**WHAT NEEDS TO BE DONE**
Return the rows below verbatim, beginning with the line that contains "the mug handle." and ending with the last line of the rows, both included.

**PROVIDED DATA**

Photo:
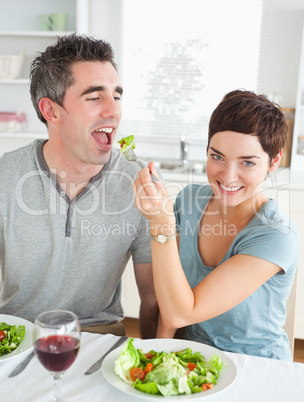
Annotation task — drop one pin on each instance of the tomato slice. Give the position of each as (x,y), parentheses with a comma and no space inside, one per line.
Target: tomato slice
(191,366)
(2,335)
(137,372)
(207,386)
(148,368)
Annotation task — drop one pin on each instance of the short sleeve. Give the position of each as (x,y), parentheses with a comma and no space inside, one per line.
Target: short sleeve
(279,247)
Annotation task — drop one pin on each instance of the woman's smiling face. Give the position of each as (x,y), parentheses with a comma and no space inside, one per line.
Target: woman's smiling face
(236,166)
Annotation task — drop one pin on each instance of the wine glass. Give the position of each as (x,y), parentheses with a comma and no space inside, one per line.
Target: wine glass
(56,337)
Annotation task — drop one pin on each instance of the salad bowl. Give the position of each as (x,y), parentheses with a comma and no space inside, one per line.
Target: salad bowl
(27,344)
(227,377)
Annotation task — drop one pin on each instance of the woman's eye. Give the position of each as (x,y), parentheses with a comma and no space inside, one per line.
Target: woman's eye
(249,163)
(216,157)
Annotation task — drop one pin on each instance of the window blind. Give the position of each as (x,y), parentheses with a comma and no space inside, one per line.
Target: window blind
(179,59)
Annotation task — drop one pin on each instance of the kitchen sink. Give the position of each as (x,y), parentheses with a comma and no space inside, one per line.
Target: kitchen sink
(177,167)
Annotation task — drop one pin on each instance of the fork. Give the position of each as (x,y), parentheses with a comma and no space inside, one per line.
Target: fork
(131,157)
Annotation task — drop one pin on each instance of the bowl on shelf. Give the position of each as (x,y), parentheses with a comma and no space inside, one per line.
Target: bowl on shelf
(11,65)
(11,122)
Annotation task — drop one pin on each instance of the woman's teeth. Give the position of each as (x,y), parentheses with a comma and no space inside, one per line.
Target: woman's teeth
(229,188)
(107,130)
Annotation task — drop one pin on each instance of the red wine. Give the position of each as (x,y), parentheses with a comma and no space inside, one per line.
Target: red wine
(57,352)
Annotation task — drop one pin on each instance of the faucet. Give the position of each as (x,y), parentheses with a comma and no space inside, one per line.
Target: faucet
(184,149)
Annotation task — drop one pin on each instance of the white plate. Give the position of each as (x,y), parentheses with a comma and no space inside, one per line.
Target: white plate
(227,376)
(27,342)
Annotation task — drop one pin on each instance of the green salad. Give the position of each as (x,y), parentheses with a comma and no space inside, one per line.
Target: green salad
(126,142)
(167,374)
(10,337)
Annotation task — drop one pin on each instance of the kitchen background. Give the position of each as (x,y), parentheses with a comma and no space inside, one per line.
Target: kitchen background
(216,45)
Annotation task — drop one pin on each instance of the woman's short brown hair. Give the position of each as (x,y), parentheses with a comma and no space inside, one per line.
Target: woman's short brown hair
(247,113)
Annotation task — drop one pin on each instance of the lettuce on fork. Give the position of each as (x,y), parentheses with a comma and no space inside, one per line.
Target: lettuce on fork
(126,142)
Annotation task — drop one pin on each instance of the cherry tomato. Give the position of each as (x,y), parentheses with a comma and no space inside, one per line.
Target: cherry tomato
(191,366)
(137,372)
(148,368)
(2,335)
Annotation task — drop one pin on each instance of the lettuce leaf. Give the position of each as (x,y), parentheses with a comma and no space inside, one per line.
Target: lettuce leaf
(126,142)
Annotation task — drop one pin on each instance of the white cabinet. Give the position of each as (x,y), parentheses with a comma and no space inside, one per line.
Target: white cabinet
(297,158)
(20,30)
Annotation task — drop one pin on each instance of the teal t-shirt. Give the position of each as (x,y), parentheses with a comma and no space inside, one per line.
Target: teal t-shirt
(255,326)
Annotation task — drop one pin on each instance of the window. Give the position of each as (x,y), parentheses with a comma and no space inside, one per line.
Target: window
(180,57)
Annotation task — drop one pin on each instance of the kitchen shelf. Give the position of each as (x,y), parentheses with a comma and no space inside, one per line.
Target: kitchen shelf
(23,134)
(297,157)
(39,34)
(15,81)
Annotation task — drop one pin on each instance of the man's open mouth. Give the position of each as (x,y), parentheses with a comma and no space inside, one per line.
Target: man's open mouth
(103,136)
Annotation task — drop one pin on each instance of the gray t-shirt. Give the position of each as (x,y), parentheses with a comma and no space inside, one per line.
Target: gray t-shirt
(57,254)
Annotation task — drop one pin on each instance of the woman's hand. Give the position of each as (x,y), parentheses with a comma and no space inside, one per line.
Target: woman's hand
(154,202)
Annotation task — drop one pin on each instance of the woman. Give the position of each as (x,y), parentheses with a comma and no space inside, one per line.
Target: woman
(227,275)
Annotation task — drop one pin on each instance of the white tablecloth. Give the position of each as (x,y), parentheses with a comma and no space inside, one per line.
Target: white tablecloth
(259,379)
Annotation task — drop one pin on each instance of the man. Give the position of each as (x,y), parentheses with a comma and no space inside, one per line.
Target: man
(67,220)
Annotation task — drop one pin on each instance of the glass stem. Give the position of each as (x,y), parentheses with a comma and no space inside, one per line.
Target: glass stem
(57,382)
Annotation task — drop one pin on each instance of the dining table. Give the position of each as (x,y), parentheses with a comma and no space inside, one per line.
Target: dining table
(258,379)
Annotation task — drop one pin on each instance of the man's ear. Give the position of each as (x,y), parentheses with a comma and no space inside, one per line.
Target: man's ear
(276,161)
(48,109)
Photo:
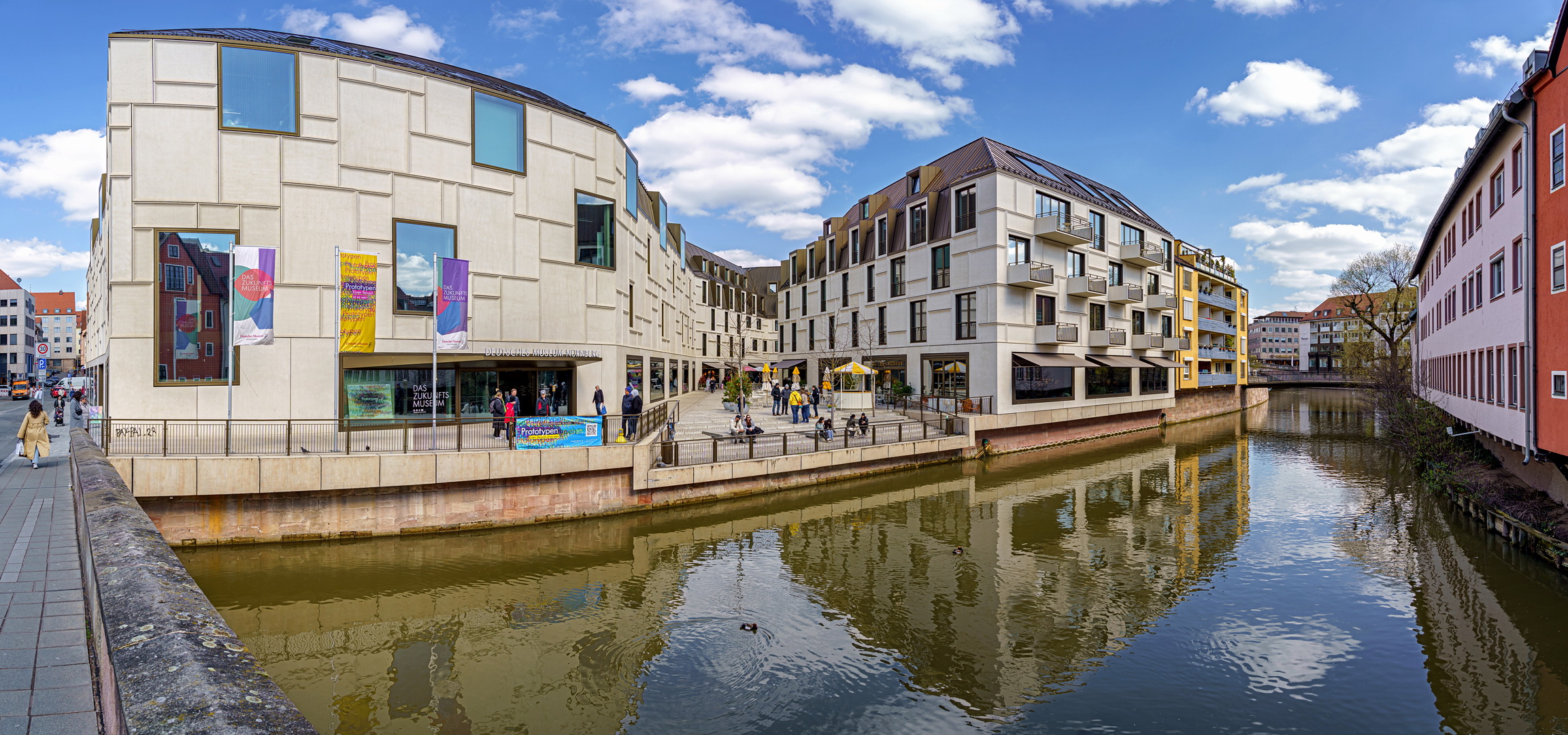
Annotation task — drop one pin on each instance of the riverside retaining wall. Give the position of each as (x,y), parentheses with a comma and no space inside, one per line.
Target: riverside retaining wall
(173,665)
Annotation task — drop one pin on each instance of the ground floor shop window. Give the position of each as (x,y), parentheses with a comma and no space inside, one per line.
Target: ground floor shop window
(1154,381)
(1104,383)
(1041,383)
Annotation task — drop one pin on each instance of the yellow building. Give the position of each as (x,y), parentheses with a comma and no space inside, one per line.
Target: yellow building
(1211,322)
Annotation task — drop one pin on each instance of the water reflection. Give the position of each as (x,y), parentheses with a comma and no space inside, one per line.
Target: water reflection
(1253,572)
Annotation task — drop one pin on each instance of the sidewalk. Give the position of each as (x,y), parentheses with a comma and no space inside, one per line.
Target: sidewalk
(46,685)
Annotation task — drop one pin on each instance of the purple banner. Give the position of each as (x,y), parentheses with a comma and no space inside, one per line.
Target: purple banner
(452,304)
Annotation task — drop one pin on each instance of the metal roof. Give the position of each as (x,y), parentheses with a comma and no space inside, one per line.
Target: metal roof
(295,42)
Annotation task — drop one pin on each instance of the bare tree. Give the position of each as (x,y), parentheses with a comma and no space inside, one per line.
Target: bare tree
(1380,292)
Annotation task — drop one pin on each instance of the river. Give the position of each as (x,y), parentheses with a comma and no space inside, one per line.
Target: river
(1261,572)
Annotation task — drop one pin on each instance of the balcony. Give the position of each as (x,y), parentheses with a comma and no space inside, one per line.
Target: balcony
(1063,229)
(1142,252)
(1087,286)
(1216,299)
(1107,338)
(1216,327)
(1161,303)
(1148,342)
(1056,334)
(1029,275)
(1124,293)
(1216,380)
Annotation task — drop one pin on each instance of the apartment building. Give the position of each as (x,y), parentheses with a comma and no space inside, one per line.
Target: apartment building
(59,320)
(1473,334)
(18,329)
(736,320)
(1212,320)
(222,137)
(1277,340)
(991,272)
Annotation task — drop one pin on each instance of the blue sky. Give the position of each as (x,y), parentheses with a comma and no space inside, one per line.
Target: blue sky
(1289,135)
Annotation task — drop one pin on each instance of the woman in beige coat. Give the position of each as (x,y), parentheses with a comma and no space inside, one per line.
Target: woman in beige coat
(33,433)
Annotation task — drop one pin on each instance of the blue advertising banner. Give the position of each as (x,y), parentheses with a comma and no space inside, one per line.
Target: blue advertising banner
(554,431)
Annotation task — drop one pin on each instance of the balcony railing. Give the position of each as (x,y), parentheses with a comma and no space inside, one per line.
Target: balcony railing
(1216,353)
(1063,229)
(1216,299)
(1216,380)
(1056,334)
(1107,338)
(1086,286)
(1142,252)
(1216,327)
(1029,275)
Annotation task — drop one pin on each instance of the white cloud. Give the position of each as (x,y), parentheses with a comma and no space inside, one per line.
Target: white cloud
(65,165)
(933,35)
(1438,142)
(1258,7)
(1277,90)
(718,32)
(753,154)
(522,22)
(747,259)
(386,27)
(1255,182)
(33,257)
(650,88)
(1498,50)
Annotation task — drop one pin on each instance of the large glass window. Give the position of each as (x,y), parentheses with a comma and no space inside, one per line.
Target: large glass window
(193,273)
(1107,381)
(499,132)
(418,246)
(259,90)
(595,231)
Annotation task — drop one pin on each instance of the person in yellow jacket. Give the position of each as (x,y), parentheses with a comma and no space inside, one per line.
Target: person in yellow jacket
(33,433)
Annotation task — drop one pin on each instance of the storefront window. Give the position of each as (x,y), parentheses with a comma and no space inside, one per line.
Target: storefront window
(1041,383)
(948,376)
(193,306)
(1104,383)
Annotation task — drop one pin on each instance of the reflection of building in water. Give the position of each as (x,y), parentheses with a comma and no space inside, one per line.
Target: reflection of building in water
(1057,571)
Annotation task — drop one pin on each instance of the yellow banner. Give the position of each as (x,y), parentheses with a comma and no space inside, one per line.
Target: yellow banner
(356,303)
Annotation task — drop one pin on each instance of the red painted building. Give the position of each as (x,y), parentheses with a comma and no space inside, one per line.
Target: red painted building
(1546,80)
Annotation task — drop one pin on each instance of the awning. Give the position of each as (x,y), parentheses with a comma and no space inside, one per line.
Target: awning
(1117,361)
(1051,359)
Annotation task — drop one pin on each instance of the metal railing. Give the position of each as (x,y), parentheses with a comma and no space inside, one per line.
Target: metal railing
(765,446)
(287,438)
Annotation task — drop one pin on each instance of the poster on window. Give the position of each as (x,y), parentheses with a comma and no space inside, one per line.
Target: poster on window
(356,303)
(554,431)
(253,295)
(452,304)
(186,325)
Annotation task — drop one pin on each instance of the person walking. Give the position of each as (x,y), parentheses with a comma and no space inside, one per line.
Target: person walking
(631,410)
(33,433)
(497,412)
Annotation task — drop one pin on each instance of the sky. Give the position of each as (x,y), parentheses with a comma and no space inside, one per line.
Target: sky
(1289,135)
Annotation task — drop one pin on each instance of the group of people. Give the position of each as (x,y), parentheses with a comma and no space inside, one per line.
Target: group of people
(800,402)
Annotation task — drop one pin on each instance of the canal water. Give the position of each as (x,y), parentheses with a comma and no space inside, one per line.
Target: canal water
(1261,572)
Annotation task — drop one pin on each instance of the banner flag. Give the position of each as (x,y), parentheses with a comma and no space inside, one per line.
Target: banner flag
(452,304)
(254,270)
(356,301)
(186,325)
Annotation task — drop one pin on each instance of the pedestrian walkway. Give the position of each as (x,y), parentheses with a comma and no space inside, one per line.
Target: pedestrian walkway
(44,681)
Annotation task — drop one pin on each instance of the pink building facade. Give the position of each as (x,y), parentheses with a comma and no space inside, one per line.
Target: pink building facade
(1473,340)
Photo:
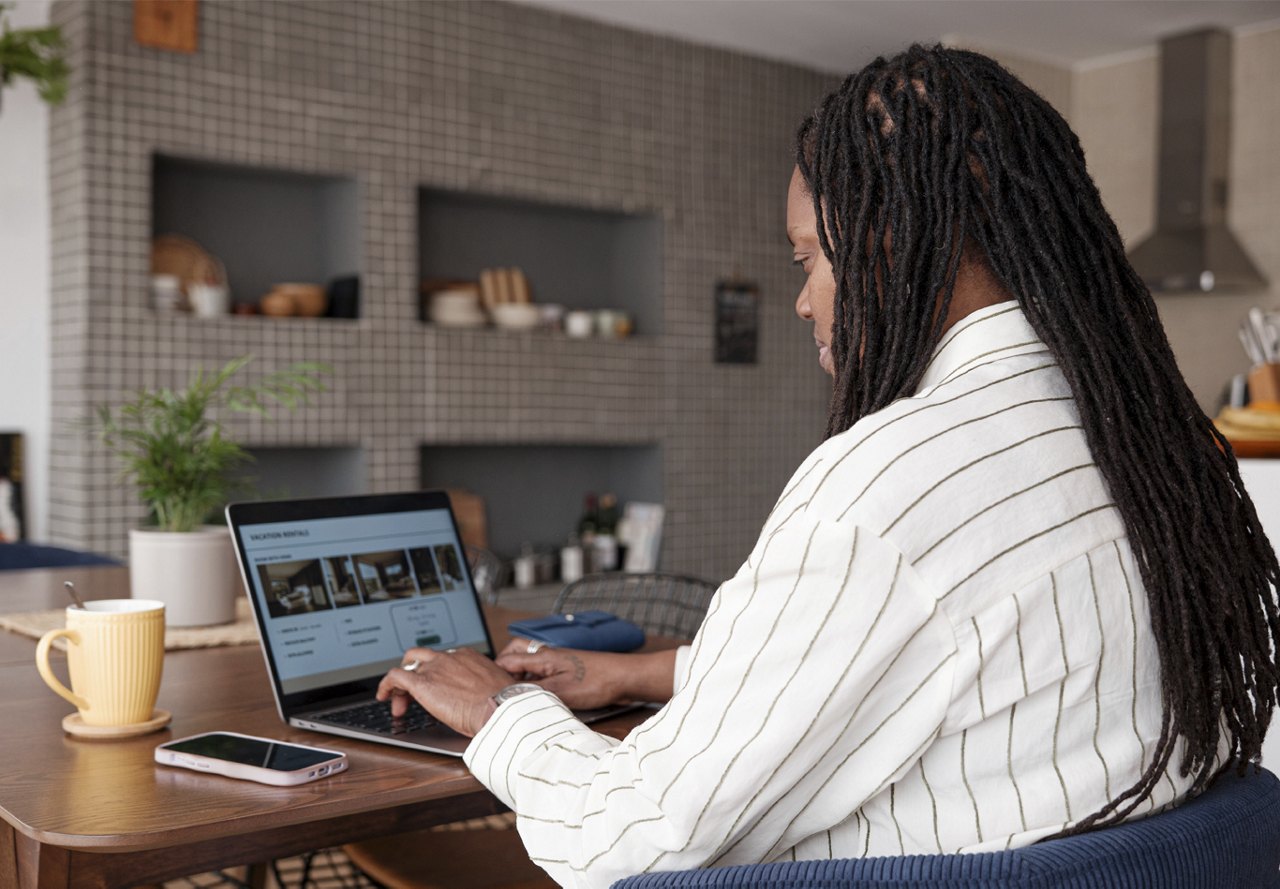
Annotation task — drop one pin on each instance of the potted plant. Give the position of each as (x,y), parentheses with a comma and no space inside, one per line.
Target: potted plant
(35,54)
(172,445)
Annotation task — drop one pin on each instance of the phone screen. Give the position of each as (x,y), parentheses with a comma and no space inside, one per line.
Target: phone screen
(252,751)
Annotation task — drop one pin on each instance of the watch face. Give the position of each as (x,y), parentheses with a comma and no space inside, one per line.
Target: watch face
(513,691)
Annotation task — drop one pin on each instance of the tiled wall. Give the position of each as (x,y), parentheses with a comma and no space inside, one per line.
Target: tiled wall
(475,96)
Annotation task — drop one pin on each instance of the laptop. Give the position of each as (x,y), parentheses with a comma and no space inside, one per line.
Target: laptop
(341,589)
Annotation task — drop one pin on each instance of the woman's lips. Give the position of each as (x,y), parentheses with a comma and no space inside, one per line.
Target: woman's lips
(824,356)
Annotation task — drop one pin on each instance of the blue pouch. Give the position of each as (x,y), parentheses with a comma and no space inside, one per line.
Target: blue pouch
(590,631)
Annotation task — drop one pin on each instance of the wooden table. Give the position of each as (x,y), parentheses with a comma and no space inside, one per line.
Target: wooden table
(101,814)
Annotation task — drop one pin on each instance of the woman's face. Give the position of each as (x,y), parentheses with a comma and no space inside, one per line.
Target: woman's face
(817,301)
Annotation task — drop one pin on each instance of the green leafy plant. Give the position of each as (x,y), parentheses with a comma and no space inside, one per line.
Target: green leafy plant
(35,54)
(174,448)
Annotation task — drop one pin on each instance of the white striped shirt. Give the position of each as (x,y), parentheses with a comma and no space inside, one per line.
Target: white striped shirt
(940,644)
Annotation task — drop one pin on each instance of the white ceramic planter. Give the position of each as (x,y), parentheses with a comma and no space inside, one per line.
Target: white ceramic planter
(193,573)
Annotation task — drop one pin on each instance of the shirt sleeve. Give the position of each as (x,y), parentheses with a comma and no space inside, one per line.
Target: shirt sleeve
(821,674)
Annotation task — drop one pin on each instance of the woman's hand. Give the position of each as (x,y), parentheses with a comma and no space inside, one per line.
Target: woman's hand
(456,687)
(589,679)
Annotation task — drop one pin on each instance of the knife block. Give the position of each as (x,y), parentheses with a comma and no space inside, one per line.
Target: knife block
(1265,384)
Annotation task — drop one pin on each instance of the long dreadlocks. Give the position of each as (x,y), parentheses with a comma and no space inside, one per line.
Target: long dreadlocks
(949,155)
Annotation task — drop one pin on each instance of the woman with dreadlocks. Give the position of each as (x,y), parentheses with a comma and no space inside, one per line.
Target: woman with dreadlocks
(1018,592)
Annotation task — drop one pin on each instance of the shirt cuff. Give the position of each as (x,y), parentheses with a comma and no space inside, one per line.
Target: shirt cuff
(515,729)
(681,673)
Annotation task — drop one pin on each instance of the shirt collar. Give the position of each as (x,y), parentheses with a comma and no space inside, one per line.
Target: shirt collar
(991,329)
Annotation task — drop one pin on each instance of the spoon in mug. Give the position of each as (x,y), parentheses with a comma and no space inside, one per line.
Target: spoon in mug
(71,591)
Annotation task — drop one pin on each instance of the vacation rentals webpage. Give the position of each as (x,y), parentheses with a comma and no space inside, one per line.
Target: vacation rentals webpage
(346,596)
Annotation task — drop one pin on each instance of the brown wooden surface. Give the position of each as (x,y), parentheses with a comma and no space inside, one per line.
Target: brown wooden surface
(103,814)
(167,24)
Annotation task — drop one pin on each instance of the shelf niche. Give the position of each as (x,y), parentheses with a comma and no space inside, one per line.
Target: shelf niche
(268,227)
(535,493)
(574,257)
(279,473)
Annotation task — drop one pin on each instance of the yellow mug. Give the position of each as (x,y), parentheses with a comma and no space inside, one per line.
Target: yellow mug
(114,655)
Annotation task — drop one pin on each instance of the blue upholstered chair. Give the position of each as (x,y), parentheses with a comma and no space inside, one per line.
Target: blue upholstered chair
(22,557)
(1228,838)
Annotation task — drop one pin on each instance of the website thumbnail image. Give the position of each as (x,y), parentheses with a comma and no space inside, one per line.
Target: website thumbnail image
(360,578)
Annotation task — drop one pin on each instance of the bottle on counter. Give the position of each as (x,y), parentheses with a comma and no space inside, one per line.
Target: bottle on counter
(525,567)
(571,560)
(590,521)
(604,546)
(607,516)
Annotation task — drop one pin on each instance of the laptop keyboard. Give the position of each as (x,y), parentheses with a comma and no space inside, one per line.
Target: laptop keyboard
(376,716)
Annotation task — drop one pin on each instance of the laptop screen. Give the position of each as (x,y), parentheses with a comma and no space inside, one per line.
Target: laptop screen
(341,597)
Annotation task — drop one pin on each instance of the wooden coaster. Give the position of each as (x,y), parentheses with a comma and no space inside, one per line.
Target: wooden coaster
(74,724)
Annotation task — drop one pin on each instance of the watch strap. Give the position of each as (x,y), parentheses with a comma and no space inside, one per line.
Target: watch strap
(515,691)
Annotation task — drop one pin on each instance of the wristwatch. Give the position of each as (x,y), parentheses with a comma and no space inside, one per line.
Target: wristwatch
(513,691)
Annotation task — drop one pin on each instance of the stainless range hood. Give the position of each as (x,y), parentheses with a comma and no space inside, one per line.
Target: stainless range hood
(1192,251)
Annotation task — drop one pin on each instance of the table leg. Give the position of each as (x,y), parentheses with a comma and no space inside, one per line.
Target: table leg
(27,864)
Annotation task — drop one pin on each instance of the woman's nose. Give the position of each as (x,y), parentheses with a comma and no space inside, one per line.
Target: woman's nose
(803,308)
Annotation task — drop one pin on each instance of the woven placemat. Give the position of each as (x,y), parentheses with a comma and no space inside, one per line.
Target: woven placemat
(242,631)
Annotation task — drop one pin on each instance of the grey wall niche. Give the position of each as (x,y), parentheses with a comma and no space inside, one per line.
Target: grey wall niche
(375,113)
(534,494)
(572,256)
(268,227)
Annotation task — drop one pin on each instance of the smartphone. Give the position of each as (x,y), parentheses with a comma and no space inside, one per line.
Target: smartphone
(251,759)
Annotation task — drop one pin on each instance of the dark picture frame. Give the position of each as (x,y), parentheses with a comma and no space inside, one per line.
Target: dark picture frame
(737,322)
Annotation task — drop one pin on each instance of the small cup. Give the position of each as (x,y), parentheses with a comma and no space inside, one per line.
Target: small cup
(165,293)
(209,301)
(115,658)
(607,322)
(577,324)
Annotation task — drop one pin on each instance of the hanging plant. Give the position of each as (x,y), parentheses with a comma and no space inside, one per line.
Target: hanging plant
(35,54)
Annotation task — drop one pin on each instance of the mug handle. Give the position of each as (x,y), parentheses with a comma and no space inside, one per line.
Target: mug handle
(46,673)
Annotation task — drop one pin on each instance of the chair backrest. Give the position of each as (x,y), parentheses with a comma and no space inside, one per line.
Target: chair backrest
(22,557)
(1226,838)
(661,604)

**RESULT**
Annotation task — drop one pin on each instance of the mug handle. Give the position of each as (x,y), parentheses with a comma and no space inside, one per line.
Target: mug handle
(46,673)
Annotation task — drop one pin on each instance of the chair backrest. Give the position of each as (x,y), parentheses with a comma and no space inside, one per line.
Target: chair backrest
(22,557)
(1226,838)
(661,604)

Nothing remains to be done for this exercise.